** begin READING PASSAGE **

But the one that was most interesting to me was a script that provides for link cloaking with pretty URLs, similar to what I provided in my tutorial post. This script, however, also provided for cookie stuffing.
This was a new term to me, which is always fun to come across when it seems that every ebook you read just rehashes the same old techniques. It turned out to be fairly straightforward, but since I hadn’t run across it before I thought some of my readers might also not have heard about it.
The basic idea is that companies that provide affiliate links to you track sales through a cookie left on the user’s machine. When someone visits a site through your affiliate link, a cookie dropped on their machine tracks that sale, even if they return directly to the company web site later without going through your link again. Most of these cookies are time limited in some way, and many users regularly clear cookies, so it isn’t a fool proof system, but it mostly works.
Cookie stuffing is the technique of dropping cookies without the user needing to visit the company web page.
So let’s say that you use cookie stuffing techniques to drop an Amazon cookie when someone clicks on a link to your product. Later in the day they go to Amazon and buy something, and you get the referral credit because of the cookie (always assuming they haven’t clicked another Amazon affiliate link in the meantime).

** end READING PASSAGE **

DIRECTIONS FOR THIS TASK
Reproduce the passage on cookie stuffing from "This was a new" up to and including "heard about it.".

** begin INFORMATION GIVEN **

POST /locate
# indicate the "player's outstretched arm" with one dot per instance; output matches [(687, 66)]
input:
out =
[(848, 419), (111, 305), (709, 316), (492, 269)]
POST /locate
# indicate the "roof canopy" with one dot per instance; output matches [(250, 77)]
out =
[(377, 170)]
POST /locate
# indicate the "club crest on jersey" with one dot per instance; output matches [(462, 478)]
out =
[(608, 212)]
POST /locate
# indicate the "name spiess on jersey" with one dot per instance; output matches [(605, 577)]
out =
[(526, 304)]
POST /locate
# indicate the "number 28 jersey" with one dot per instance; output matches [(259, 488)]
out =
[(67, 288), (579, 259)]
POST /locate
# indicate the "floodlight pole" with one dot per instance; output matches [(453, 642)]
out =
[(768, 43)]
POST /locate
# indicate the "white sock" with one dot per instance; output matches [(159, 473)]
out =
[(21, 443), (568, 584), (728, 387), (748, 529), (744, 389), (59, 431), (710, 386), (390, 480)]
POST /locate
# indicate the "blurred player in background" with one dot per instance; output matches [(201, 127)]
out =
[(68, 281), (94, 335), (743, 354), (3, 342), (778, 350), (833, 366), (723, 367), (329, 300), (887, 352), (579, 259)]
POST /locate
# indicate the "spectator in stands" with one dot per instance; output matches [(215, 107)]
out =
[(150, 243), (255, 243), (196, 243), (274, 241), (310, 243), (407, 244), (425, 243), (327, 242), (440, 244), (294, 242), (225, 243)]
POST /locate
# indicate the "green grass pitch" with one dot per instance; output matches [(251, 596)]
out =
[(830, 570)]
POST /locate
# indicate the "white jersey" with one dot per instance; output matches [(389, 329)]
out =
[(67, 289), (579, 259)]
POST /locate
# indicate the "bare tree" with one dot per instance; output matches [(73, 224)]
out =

** end INFORMATION GIVEN **

EXERCISE RESULT
This was a new term to me, which is always fun to come across when it seems that every ebook you read just rehashes the same old techniques. It turned out to be fairly straightforward, but since I hadn’t run across it before I thought some of my readers might also not have heard about it.